WORK ORDER
The answer must restate every entry exactly as it appears.

Items listed in a dataset
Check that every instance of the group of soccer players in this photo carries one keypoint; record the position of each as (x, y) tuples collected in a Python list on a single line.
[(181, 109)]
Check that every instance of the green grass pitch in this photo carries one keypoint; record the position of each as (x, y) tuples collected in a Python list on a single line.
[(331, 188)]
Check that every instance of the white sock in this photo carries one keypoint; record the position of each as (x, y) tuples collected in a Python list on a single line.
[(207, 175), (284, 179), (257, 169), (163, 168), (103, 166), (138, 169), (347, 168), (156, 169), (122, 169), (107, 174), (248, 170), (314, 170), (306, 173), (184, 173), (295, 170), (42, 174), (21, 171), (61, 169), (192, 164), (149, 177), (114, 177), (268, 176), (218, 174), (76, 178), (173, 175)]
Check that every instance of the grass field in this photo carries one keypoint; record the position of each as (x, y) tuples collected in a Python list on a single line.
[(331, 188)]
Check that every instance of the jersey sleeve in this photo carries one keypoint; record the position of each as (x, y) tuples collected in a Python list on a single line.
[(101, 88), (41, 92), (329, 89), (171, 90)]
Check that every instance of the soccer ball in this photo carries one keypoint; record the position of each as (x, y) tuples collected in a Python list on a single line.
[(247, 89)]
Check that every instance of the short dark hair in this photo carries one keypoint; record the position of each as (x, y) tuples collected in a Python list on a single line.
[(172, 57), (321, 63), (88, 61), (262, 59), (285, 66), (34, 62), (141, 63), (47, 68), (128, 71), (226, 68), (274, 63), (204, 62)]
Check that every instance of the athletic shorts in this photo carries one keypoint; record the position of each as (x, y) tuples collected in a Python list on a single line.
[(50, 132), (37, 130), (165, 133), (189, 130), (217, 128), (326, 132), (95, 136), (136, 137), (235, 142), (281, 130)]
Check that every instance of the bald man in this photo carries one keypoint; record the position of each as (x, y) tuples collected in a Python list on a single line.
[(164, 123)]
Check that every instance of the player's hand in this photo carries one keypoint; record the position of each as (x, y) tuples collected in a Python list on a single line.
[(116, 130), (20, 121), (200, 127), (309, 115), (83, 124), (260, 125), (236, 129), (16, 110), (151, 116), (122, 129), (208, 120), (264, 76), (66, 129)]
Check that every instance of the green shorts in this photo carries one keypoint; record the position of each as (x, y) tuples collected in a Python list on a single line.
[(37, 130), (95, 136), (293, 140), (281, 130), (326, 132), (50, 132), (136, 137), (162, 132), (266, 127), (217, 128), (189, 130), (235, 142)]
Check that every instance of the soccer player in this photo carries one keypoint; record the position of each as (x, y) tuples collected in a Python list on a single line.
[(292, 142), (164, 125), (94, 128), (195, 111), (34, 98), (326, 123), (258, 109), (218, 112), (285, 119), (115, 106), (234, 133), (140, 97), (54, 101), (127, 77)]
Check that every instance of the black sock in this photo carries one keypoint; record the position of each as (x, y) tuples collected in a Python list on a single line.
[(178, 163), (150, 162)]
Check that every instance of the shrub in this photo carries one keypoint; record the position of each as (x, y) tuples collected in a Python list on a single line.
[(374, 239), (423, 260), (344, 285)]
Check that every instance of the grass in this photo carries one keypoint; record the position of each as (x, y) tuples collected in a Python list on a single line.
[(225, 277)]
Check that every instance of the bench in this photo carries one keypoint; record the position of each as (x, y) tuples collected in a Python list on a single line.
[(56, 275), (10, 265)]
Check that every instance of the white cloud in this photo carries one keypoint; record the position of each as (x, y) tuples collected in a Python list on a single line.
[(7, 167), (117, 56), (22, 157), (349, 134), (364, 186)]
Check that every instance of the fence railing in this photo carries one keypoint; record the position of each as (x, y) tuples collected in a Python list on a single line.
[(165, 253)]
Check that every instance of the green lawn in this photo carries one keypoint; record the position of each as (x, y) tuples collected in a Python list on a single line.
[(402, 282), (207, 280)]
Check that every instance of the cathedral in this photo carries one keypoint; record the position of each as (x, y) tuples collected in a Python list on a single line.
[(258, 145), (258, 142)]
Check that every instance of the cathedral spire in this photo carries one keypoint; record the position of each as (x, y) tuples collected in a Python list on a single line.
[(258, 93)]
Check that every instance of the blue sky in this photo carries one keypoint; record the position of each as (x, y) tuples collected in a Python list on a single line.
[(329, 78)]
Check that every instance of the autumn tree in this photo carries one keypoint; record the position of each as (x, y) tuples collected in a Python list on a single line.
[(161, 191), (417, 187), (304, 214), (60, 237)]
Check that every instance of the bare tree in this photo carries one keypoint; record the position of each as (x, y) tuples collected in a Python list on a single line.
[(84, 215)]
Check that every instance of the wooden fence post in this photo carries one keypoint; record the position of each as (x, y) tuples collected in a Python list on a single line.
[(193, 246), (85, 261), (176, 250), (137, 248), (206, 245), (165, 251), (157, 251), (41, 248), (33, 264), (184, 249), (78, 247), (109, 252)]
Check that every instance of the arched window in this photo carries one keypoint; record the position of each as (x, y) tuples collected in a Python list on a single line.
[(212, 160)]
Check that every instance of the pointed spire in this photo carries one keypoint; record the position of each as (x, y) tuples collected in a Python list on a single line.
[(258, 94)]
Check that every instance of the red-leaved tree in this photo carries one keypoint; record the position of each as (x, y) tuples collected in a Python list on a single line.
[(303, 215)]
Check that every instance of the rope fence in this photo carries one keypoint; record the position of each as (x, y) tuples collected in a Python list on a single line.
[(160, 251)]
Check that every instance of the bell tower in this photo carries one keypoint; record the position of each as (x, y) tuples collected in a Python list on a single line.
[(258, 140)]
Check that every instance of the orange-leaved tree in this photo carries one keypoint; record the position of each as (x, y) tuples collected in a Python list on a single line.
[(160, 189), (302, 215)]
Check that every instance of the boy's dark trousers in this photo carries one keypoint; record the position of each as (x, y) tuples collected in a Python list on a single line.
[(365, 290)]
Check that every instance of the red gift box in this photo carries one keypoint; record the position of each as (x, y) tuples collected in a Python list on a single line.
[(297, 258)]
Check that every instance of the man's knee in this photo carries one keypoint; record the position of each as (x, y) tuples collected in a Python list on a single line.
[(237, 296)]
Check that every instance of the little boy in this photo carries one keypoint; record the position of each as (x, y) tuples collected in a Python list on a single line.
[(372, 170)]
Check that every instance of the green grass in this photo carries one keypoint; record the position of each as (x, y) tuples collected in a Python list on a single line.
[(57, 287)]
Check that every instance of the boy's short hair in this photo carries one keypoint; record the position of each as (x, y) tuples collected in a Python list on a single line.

EXERCISE ANSWER
Check that every instance of the group of soccer players in this photo carries one keypoint; record the position of each as (x, y) tuples collected in a Python list on a single line.
[(181, 109)]
Check that every instance of the green grass pitch in this photo carries one keypoint; record the position of each as (x, y) tuples collected in a Python list on a single line.
[(331, 188)]
Check that every instance of the white sock in this photo carries one keypoint; record the position of each as (x, y) tuples collected in a Python list on a single line.
[(207, 175), (284, 179), (257, 169), (163, 168), (103, 166), (138, 169), (347, 168), (156, 169), (122, 169), (107, 174), (248, 170), (314, 170), (306, 173), (184, 173), (295, 170), (42, 174), (21, 171), (61, 169), (192, 164), (149, 177), (114, 177), (268, 176), (218, 174), (76, 178), (173, 175)]
Check that every instance of the grass field in this photo carries one keypoint; record the position of each as (x, y) tuples collected in a Python list on a single line.
[(331, 188)]
Check that every instance of the jersey sleeve in this photo carries one keypoint; record the position of each as (x, y) tuples collected in a Python list on a single line.
[(101, 88), (41, 92), (329, 89), (171, 90)]
Check that every instance of the soccer ball in this photo carries one keypoint; record the position of each as (x, y) tuples collected in a Python list on a single line.
[(247, 89)]
Check that every instance of the short dark hair in this photo carries one keypoint; record the position of each as (x, y) tuples collected in a Python list on a single line.
[(172, 57), (321, 63), (88, 61), (262, 59), (285, 66), (34, 62), (141, 63), (47, 68), (128, 71), (226, 68), (274, 63), (204, 62)]
Check that every instance of the athletic shorts in this photo carries one keypoint; record the position of each as (x, y) tuples collected in a Python list on a single line.
[(50, 132), (37, 130), (165, 133), (189, 130), (217, 128), (326, 132), (95, 136), (136, 137), (235, 142), (281, 130)]
Check that every instance of the bald man in this photo carries one keypoint; record the position of each as (x, y) tuples collected in a Python list on a single line.
[(164, 123)]
Check that every instance of the player's hand in this photo carries one keypoint; record the position of each as (x, y) tuples collected in a Python list on a single line.
[(116, 130), (20, 121), (200, 127), (309, 115), (83, 124), (260, 125), (236, 129), (16, 110), (151, 116), (122, 129), (208, 120), (264, 76), (66, 129)]
Check that every instance of the green shorts in this photo carries one keypoint; record the position of each as (x, y) tuples collected in a Python list on a single line.
[(37, 130), (95, 136), (293, 140), (281, 130), (326, 132), (50, 132), (136, 137), (162, 132), (266, 127), (217, 128), (189, 130), (235, 142)]
Check that every instance of the soccer player in this photo carries one keypoint; record the position of each as (x, y) tuples collected in a Python list on a single line.
[(292, 142), (164, 125), (94, 128), (195, 111), (34, 98), (326, 123), (258, 109), (218, 112), (285, 119), (115, 106), (234, 133), (140, 97), (54, 101), (127, 77)]
Check that every instance of the black sock in this photo carries one keypoint; record the position of each as (x, y) tuples collected in a Python list on a single line.
[(178, 163), (150, 162)]
Check that every instance of the shrub in this photo carries one keypoint; record the position of each as (x, y) tuples collected in a Python list on a single line.
[(374, 239), (423, 260), (344, 285)]
Check that every instance of the grass in this photo carries one keypoint; record the position of each as (x, y) tuples collected in a Python list on a single line.
[(225, 277)]
Check that every instance of the bench in this photo carries one keypoint; record the position of each as (x, y) tuples collected in a Python list on a single line.
[(56, 275), (10, 265)]
Check that every instance of the white cloud in this photo carries one keypoint; record the position of each as (x, y) tuples collected in a Python list on a single line.
[(7, 167), (117, 56), (22, 157), (349, 134), (364, 186)]
Check that every instance of the fence railing in this photo carries one keypoint; record the position of each as (x, y) tuples collected in a Python list on a single line.
[(165, 253)]
Check that every instance of the green lawn in this photo carries one keypoint; record the position of each as (x, y) tuples collected in a Python list on a single line.
[(402, 282), (207, 280)]
Check that every instance of the cathedral in this photo carries one keypoint; record the position of each as (x, y) tuples collected in a Python list on a single line.
[(258, 145), (258, 142)]
Check that every instance of the cathedral spire in this photo carries one keypoint; record the position of each as (x, y) tuples collected in a Python list on a single line.
[(258, 93)]
Check that every instance of the blue sky in this photo carries one keypoint; record the position of each as (x, y) tuples collected in a Python list on a single line.
[(329, 78)]
Check that every instance of the autumn tree in this photo carries one keypoint; record the position of each as (x, y) tuples collected in a Python list on a single line.
[(161, 191), (417, 187), (304, 214), (60, 237)]
Check that every instance of the bare tree in this photo carries one keypoint; record the position of each as (x, y) tuples collected in a Python list on a single line.
[(84, 215)]
Check that every instance of the wooden fence post in this photo carries one keypoint; record the position of each as (x, y) tuples collected in a Python list on a single line.
[(193, 246), (85, 261), (176, 250), (137, 248), (206, 245), (165, 251), (157, 251), (41, 248), (33, 264), (184, 249), (78, 247), (109, 252)]
Check that every instance of the arched window in this photo carries one keypoint; record the position of each as (x, y) tuples collected in a Python list on a single line.
[(212, 160)]
Check that every instance of the pointed spire in this photo carries one keypoint; record the position of each as (x, y) tuples collected in a Python list on a single line.
[(258, 94)]
Check that every instance of the red-leaved tree in this photo carries one keypoint; record the position of each as (x, y) tuples collected in a Python list on a single line.
[(303, 215)]
Check that every instance of the rope fence in this photo carries one keypoint; record the position of each as (x, y) tuples collected in a Python list on a single line.
[(160, 251)]
Check that every instance of the bell tower in this photo carries one keypoint; record the position of each as (x, y) tuples collected in a Python list on a single line.
[(258, 140)]
Check that every instance of the orange-leaved tree in this photo carries one keypoint; record the position of each as (x, y) tuples collected in a Python list on a single line.
[(160, 189), (302, 215)]
Check that every instance of the boy's dark trousers in this photo carries one keypoint; record the position of each as (x, y) tuples collected in a Python list on a single line.
[(365, 290)]
Check that every instance of the red gift box in this photo carries one keypoint; record the position of each as (x, y) tuples collected in a Python list on a single line.
[(297, 258)]
Check that every instance of the man's knee in this photo carries one keypoint; record the position of each as (x, y) tuples collected in a Python list on a single line.
[(237, 296)]
Check that every instance of the little boy in this photo carries one keypoint; record the position of each as (x, y) tuples collected in a Python list on a single line.
[(372, 170)]
Check that every instance of the green grass in this photo carries one keypoint; record the position of each as (x, y) tuples collected in a Python list on a single line.
[(57, 287)]
Check that every instance of the boy's short hair in this photo carries one keypoint; record the position of each as (x, y) tuples collected in a Python list on a single line.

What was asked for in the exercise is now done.